--- Kutipan Halaman ---
▽

Dimensi antar-ruang menyangkut pengertian bahwa yang kita lakukan di suatu tempat bisa berdampak negatif di tempat lain dan bahwa lingkungan masalah bisa berpindah atau dipindahkan dari satu lokasi ke lokasi lain. Walaupun pengertian ini adalah yang paling banyak dipahami oleh penganalisa dampak lingkungan, namun tingkat kompleksitasnya ternyata berlapis-lapis dari tingkat tapak proyek, kota,wilayah, nasional, dan bahkan global.

                Proyek-proyek yang berdampak di luar tapaknya sudah di bahas. Sementara itu, kehidupan kotapun menimbulkan dampak di luar kota. Dan seringkali nilai kerusakan lingkungan di daerah penyedia bahan kebutuhan kota—seperti pasir, kayu dan lainnya—tidak dimasukan dalam transaksi sehingga daerah tersebut tidak mampu memperbaiki kerusakan yang terjadi. Dan di era globalisasi ini, dampak lingkungan bisa semakin “meng-global” pula.

Dimensi sosio-ekonomi

                Dimensi ini menyangkut pengertian bahwa masalah lingkungan bisa berpindah bukan karena lokasi geografis tetapi karena tingkat sosio-ekonomi yang berbeda. Penggunaan pendinginan udara (AC) adalah salah satu contoh. Mereka yang mampu beli dan membayar ongkos listriknya dapat menikmati dinginnya ruang dalam, padahal oranglain yang tidak mampu akan merasakan akibatnya yang berupa pertambahan panas ruang luar.  Demikian pula, individu, daerah atau negara yang kaya dapat terus berkonsumsi tinggi kemudian membuang limbahnya ke daerah atau negara yang kaya: kadang-kadang, secara sepintas, si individu di daerah yang tidak kaya tersebut di daya gunakan atau ada “biaya ganti”. Namun kalau dilihat lebih teliti lagi, ongkos penurunan kesehatan—serta ongkos-ongkos lingkungan lainnya—yang dialami oleh individu di tempat pembuangan tersebut tidaklah sepenuhnya dibayar oleh si konsumen yang di tempat yang kaya tadi.

Dimensi politik

Dimensi yang sering terlewat dari pengamatan masalah lingkungan ini menyangkut pengertian bahwasebuah masalah lingkungan bisa berpindah dari anggota masyarakat yang berkekuatan politis ke mereka yang tidak memiliki pengaruh dalam pengambilan keputusan, baik secara sengaja maupun tidak sengaja, baik secara langsung maupun secara tidak langsung.

Sebagai salah satu contoh, hal ini bisa tercermin dalam berbagai penentuan lokasi industri—atau kegiatan yang menimbulkan polusi—yang cenderung ditempatkan pada daerah-daerah dengan penduduk yang tidak mempunyai kekuatan politis untuk menolak. Penduduk tersebut mendapatkan dampaknya tanpa merasakan hasilnya karena tidak memiliki akses ke dalam proses pengambilan keputusan. Seandainya mereka sudah tahu terlebih dahulu dan bersuara dalam penetuan lokasi, bisa saja mereka akan menolak.

△

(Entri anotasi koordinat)
▽

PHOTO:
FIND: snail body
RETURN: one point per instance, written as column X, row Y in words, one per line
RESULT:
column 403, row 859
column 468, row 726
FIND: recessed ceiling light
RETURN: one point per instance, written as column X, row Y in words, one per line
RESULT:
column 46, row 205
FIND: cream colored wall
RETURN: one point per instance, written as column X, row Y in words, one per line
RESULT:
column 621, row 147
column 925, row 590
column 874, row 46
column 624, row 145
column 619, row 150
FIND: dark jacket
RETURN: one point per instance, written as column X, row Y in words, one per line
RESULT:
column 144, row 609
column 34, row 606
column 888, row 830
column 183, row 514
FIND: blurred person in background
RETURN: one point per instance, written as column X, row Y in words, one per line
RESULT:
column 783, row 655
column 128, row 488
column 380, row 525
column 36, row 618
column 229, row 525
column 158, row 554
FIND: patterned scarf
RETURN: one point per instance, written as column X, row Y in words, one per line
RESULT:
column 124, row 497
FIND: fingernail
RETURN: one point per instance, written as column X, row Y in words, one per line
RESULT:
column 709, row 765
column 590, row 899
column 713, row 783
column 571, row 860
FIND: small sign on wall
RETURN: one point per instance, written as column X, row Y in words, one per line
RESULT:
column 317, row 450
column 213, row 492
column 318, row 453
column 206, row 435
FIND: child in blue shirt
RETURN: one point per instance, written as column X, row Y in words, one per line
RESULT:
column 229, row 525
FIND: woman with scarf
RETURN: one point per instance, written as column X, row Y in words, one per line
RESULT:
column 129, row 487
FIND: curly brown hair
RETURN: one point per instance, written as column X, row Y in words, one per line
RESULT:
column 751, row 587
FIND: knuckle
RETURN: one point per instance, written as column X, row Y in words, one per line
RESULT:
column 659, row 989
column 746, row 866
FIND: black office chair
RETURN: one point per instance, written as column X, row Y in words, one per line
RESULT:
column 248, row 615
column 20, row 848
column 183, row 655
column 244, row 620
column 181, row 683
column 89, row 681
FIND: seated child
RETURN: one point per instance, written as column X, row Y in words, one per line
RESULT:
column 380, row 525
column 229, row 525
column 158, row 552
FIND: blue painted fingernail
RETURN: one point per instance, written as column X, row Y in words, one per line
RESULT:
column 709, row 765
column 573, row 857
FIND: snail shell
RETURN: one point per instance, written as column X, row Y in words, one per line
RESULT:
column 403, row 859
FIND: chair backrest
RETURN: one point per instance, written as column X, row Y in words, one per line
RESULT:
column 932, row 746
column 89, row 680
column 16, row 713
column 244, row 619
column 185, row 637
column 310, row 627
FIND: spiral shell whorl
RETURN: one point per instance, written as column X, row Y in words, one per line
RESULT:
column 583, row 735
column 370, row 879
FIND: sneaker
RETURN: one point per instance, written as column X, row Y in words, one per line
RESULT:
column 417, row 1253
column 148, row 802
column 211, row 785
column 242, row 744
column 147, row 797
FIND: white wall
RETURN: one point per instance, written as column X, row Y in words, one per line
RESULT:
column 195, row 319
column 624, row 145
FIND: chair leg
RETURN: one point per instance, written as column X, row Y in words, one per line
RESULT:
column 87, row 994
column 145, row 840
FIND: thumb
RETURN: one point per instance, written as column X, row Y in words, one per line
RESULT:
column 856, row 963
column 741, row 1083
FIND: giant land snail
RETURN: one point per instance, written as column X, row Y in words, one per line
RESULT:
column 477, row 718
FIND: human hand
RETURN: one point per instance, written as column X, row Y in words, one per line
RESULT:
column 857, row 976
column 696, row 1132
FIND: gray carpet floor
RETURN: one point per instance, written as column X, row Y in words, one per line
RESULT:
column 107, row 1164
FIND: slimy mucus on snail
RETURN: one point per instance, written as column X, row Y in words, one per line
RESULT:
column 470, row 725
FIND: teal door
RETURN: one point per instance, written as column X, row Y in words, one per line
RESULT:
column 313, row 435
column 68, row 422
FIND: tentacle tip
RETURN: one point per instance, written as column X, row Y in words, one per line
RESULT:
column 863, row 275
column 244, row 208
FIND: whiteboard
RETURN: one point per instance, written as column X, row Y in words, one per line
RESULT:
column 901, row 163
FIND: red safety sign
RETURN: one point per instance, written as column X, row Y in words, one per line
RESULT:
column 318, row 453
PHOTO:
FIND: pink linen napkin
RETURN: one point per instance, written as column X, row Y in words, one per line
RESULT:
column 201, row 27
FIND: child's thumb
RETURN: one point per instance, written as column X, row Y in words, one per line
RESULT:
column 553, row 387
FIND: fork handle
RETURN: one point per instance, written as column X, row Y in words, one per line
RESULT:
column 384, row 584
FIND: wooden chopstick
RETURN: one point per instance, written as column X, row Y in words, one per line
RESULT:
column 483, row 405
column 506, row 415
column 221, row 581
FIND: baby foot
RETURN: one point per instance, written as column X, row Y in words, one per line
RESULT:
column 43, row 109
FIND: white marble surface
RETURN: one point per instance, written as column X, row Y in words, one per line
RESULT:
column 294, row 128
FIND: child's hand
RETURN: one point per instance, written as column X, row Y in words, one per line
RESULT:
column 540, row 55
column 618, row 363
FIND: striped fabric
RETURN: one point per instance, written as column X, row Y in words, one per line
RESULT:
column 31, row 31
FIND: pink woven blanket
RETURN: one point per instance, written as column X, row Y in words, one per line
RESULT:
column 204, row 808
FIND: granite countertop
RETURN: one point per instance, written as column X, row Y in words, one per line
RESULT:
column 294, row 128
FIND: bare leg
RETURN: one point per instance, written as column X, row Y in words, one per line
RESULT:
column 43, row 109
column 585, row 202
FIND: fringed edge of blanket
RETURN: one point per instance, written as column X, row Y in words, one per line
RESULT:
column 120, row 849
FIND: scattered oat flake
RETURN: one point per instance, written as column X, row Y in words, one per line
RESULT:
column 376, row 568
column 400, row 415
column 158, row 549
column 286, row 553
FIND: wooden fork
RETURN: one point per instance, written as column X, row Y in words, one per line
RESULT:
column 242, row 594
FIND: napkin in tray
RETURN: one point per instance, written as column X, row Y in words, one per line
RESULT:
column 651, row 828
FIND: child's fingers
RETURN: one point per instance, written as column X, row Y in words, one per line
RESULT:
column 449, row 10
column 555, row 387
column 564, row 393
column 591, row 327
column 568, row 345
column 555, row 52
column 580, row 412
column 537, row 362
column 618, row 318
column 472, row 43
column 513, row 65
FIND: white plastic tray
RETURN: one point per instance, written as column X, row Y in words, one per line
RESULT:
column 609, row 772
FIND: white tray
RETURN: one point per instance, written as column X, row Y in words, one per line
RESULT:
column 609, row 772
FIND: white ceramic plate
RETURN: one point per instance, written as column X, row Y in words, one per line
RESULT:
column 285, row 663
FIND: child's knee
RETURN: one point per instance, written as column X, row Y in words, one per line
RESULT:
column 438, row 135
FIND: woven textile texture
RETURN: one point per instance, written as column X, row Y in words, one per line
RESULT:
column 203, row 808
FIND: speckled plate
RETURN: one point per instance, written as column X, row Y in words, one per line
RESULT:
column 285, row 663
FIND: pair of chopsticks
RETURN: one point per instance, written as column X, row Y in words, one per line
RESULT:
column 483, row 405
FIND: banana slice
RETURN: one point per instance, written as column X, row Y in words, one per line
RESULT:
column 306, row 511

△

--- Tugas Wajib ---
Menurut kutipan halaman, apa contoh yang diberikan untuk dimensi sosio-ekonomi?

--- Jawaban ---
Penggunaan pendinginan udara (AC).